Top of Records shown

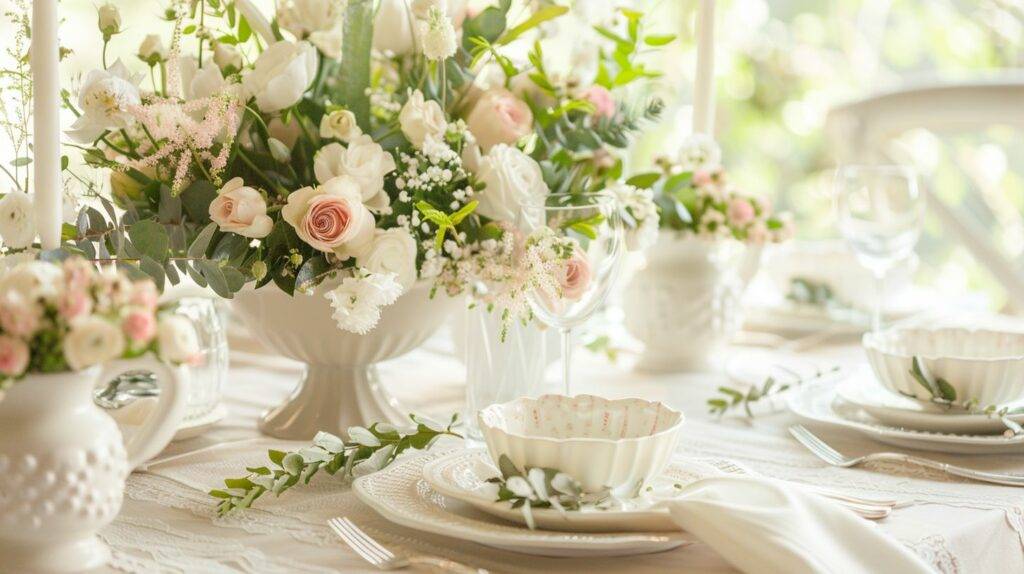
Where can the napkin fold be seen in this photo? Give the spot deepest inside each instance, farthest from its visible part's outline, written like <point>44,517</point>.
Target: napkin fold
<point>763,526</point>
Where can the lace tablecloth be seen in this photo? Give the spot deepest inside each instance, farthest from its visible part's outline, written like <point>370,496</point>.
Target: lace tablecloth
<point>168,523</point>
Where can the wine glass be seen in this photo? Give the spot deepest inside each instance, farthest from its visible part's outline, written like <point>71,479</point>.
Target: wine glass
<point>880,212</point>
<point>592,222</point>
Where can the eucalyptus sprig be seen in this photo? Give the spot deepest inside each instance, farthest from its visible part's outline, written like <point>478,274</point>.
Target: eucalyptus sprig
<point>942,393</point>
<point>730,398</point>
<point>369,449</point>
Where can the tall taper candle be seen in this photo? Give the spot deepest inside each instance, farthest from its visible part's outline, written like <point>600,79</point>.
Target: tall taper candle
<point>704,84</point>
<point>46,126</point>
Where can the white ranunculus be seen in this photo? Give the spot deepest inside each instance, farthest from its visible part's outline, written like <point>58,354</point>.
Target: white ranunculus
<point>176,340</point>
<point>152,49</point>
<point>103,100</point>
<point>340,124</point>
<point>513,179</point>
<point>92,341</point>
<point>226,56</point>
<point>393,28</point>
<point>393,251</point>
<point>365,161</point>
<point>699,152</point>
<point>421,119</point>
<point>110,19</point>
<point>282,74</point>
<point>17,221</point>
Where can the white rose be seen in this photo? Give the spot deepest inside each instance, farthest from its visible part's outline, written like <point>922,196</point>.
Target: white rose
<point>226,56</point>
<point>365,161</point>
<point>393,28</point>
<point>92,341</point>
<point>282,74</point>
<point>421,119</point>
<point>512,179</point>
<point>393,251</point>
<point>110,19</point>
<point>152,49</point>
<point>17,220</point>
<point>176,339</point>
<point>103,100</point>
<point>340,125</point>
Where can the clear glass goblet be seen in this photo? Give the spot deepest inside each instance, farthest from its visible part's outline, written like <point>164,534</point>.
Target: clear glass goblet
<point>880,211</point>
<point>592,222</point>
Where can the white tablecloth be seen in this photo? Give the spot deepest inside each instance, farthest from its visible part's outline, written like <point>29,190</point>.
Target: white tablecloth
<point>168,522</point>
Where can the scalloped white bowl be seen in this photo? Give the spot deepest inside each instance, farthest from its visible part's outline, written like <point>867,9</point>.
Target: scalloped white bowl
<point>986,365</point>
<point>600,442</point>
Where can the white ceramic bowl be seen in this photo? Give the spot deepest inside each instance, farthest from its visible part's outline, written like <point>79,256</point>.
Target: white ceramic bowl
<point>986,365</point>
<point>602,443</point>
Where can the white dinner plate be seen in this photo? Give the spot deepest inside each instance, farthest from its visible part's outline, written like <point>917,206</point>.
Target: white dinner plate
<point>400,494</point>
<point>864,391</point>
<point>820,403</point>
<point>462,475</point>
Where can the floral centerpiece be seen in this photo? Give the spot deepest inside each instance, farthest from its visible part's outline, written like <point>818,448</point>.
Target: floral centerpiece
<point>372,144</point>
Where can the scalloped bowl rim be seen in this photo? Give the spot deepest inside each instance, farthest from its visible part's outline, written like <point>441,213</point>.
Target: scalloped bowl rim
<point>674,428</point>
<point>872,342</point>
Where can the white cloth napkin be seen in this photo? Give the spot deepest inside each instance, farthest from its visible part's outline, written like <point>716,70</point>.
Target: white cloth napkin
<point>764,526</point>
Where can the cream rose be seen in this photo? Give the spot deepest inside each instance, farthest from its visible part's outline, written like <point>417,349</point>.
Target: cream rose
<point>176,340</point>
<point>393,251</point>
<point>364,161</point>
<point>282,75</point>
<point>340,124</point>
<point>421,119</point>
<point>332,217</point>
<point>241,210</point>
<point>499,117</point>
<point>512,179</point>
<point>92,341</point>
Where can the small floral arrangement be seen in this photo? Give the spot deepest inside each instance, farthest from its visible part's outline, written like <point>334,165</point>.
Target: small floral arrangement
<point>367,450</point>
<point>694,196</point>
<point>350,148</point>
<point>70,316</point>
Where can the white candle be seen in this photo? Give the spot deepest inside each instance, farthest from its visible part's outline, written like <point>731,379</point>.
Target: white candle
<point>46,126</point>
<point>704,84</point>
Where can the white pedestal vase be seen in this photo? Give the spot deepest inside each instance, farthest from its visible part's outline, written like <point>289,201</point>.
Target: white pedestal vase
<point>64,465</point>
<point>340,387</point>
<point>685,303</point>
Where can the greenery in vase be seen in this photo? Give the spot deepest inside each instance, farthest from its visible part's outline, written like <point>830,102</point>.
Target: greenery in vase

Bottom of Records shown

■ Work item: Find each line in the data above with the word "greenery", then copy it.

■ Response:
Where can the greenery in vase be seen in this photo? Give the spot deepest inside each instance, farthest from its visible part's outline, written like <point>830,102</point>.
Target: greenery in vase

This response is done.